Higher amounts of body fat are associated with inadequate intakes of calcium and vitamin D in African American women
Nutrition Research; Volume 31, Issue 7, July 2011, Pages 527-536; doi:10.1016/j.nutres.2011.06.005
Diane K. Tidwell a, ditdwell at fsnhp.msstate.edu and Melinda W. Valliant b
a Department of Food Science, Nutrition and Health Promotion, PO Box 9805, Mississippi State, MS 39762
b Department of Nutrition and Hospitality Management, The University of Mississippi
Received 11 October 2010; revised 22 June 2011; accepted 23 June 2011, online 12 August 2011.
Calcium and vitamin D are associated with obesity. We hypothesized that African American women with higher calcium and vitamin D intakes would have lower body fat compared with women with lower calcium and vitamin D intakes. This cross-sectional study included 100 premenopausal African American women aged 18 to 40 years with a spectrum of body mass indices (17.3-46.7 kg/m2). Dietary information was obtained using 24-h recalls. Total body fat was determined by dual-energy x-ray absorptiometry and reported as percentage body fat (%BF). Subjects' data were divided into 2 groups (n = 50 per group) based on the median quartile of %BF, and differences were determined using independent t tests. Women with at least 37.9%BF had mean calcium (mg per day ± SD) and vitamin D intakes (µg per day ± SD) of 528.6 ± 146.0 and 3.8 ± .9, respectively. In comparison, women with lower %BF (<37.9%) had higher (P < .001) calcium and vitamin D intakes of 911.5 ± 208.3 and 5.0 ± 0.8, respectively.
Partial correlation coefficients (controlling for the confounding variables of fat, carbohydrate, and protein intakes) indicated significant (P < 0.001) inverse associations between calcium intake and %BF (r = ?.666), and vitamin D and %BF (r = ?.460) in the 100 women.
In conclusion, women with lower intakes of calcium and vitamin D were more likely to exhibit excessive adiposity compared with women with higher intakes.

(Recorded data)
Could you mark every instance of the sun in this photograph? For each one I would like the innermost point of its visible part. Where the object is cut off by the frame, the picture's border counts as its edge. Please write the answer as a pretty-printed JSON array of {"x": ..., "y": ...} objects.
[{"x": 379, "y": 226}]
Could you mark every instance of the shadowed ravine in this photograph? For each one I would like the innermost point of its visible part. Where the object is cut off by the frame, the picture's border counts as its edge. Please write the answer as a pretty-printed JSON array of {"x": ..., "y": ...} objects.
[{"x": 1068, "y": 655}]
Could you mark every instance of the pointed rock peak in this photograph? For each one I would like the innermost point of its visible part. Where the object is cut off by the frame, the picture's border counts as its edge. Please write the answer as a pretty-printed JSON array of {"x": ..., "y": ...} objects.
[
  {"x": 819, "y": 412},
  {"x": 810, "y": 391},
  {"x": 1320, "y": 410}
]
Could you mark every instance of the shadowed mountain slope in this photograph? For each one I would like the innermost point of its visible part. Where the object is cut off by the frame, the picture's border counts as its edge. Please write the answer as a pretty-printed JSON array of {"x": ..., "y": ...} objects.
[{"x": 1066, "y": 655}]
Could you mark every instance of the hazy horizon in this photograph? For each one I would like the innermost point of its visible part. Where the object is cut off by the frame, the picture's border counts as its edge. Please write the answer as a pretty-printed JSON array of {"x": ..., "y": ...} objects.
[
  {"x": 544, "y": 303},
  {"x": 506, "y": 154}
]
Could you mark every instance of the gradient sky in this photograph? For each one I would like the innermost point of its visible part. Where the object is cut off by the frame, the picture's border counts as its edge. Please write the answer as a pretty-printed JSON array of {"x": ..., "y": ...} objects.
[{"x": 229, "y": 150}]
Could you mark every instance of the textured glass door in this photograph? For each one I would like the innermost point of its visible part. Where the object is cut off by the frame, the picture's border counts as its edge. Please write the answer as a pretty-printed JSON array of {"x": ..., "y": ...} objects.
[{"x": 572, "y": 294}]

Aim of the task: Write out the entire abstract on body fat and calcium and vitamin D intake above, word for word and line for line.

Your solution:
Higher amounts of body fat are associated with inadequate intakes of calcium and vitamin D in African American women
Nutrition Research; Volume 31, Issue 7, July 2011, Pages 527-536; doi:10.1016/j.nutres.2011.06.005
Diane K. Tidwell a, ditdwell at fsnhp.msstate.edu and Melinda W. Valliant b
a Department of Food Science, Nutrition and Health Promotion, PO Box 9805, Mississippi State, MS 39762
b Department of Nutrition and Hospitality Management, The University of Mississippi
Received 11 October 2010; revised 22 June 2011; accepted 23 June 2011, online 12 August 2011.
Calcium and vitamin D are associated with obesity. We hypothesized that African American women with higher calcium and vitamin D intakes would have lower body fat compared with women with lower calcium and vitamin D intakes. This cross-sectional study included 100 premenopausal African American women aged 18 to 40 years with a spectrum of body mass indices (17.3-46.7 kg/m2). Dietary information was obtained using 24-h recalls. Total body fat was determined by dual-energy x-ray absorptiometry and reported as percentage body fat (%BF). Subjects' data were divided into 2 groups (n = 50 per group) based on the median quartile of %BF, and differences were determined using independent t tests. Women with at least 37.9%BF had mean calcium (mg per day ± SD) and vitamin D intakes (µg per day ± SD) of 528.6 ± 146.0 and 3.8 ± .9, respectively. In comparison, women with lower %BF (<37.9%) had higher (P < .001) calcium and vitamin D intakes of 911.5 ± 208.3 and 5.0 ± 0.8, respectively.
Partial correlation coefficients (controlling for the confounding variables of fat, carbohydrate, and protein intakes) indicated significant (P < 0.001) inverse associations between calcium intake and %BF (r = ?.666), and vitamin D and %BF (r = ?.460) in the 100 women.
In conclusion, women with lower intakes of calcium and vitamin D were more likely to exhibit excessive adiposity compared with women with higher intakes.